**Exercise task**
Rewrite the data below with "largest disc" changed to "biggest circle" and everything else left as is. Omit the pictures from your version.

Location labeling data:
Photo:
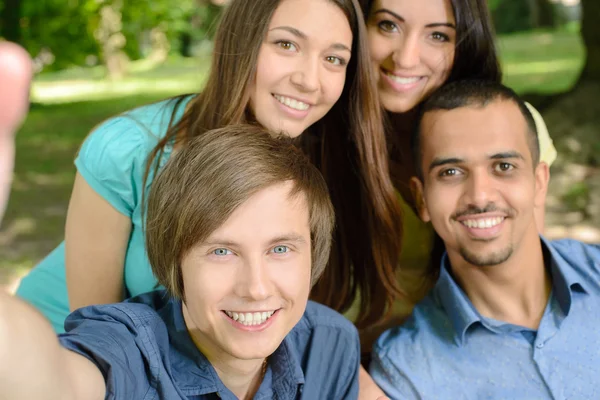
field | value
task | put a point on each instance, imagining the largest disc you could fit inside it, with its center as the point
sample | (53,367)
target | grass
(70,103)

**Response**
Photo:
field | value
task | put a point on each instance, imagining the biggest circle you could fit inside it, with its center as the point
sample | (53,367)
target | grass
(70,103)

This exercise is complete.